If I can find on the stage of history the One whose words I can spend my life researching, who was perfect, the center of all authority, the center of the religious universe, and all of these things, including having redeemed me, raised and prepared mansions in eternity, that's all the God I need. I start right there.
 

THE ISSUE IS: DID HE COME OUT OF THE TOMB?

You won't settle that by thinking about it; you research it. Now, to research anything you have to get a foundation in facts. Most people are fuzzy-minded; they argue a resurrection didn't occur because it can't occur, and anybody who says it did must be lying. Any other fact, you research it.

If you're going to ask, "Did Scott preach this message within an hour on this specific Sunday?" you've got to assume that I was here and that I preached at all. You've got to assume that the Cathedral exists. You've got to assume that that Sunday came and went. We don't have to discuss that; we take those facts for granted when determining if the message was less than an hour. Before we argue whether I preached an hour (or more), let's at least agree that I preached. You don't have to agree whether it was good or bad, but that I was here and my mouth moved and said things. That's known as the frame-of-reference – what's taken for granted.

And if someone says "Wow, I don't believe you were there!," then stop with debating clocks. It's much easier to prove I was here than to prove how long I preached, because you don't yet know when I started. Was it the preliminary remarks? Was it the first mark on the board? That's more debatable, but to prove whether I was here at all or not, that's a little easier.

You need to approach the Resurrection the same way. There are certain facts that have to be assumed before you discuss the Resurrection. One is, did Jesus live at all? Why are we talking about whether He raised if we don't believe He lived? There was a time that was debated; not much anymore. For purposes of today and any meaningful discussion of the Resurrection, you've got to at least assume:

Fact 1. That Jesus lived.

* DATA SUPPLIED
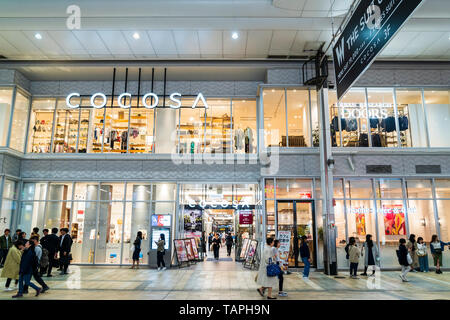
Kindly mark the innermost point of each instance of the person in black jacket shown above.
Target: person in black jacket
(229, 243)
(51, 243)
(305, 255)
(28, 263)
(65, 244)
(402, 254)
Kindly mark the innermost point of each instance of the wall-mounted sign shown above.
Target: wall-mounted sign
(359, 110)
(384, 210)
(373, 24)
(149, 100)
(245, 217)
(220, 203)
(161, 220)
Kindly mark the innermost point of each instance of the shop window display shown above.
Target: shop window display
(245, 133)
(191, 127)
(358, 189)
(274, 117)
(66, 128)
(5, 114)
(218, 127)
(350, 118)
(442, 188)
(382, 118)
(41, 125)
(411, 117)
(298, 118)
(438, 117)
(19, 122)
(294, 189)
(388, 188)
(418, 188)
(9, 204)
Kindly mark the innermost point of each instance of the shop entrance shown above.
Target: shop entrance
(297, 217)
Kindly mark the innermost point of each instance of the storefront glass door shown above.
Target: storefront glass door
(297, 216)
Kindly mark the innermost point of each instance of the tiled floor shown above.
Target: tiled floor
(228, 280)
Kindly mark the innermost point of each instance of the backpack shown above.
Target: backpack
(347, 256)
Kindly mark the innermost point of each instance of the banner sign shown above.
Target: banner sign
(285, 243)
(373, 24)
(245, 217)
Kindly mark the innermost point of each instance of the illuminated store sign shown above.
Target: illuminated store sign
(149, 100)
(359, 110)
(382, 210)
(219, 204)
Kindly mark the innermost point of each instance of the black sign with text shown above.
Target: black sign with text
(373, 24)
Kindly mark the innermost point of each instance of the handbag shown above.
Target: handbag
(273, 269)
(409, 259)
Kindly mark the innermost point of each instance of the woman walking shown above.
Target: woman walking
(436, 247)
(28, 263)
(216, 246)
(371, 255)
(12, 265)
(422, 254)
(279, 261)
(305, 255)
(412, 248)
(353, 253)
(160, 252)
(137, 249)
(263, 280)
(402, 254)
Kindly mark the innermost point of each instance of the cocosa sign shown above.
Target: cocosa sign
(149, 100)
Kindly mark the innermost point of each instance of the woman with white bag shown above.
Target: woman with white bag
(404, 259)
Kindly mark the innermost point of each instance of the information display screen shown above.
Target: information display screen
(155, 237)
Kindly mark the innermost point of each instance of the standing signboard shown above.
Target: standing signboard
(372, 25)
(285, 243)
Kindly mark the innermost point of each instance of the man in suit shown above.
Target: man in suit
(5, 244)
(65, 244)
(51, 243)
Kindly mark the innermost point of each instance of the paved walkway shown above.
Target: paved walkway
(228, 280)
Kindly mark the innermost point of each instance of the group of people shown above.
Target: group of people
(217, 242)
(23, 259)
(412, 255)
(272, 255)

* TASKS AND EXERCISES
1. In the Resurrection sermon, what term does the speaker use for what is taken for granted?
2. Carry on the Resurrection sermon from the point where it stops.

* ANSWERS GIVEN
1. The frame-of-reference.

2.
If you don't believe that... Do you agree that it's probably easier to prove that He lived somewhere sometime than that He died and rose again? Do you agree with that? So give me the easier task. "Well, I'm not sure He lived, so don't give me that Resurrection bit." I have more time to do other things than that. Don't get into any argument about the Resurrection with somebody who doesn't believe Jesus lived. That's easy to prove; until that's crossed, don't get to the next one:

Fact 2. That He was crucified at the instigation of certain Jewish religious leaders in Jerusalem.

Roman authorities ordered and carried out the execution.
At the instigation of certain Jewish leaders (not all the Jews, they weren't to blame for that, His Disciples were Jews, just certain Jewish leaders), the Romans carried out the execution. Unless you believe that, there's no sense going to the Resurrection. The crucifixion's much easier to prove than the Resurrection.

Fact 3. That He was considered dead.

Notice I say considered dead, because a few people believe He recovered from the grave – resuscitated. He was considered dead: pierced with a sword, taken down from the cross, taken to a grave. Of course, one theorist has come up with a concoction that Jesus practiced this, and had people take Him to the grave knowing He was going to come out. He practiced on Lazarus first (so goes the theory) but of course Lazarus was stinking before He started practicing. Some of the theories stretch the brain more than just accepting the Resurrection, but at least He was considered dead. If you don't believe that, discussing the Resurrection is premature.

Fact 4. He was buried in a known, accessible tomb.

People of that day, and particularly the Jewish and Roman leaders who participated in the crucifixion events, knew where the tomb was and could get to it. You couldn't get into it because of the rock and guards, but the tomb's location was known and accessible.

Fact 5. He was then preached raised.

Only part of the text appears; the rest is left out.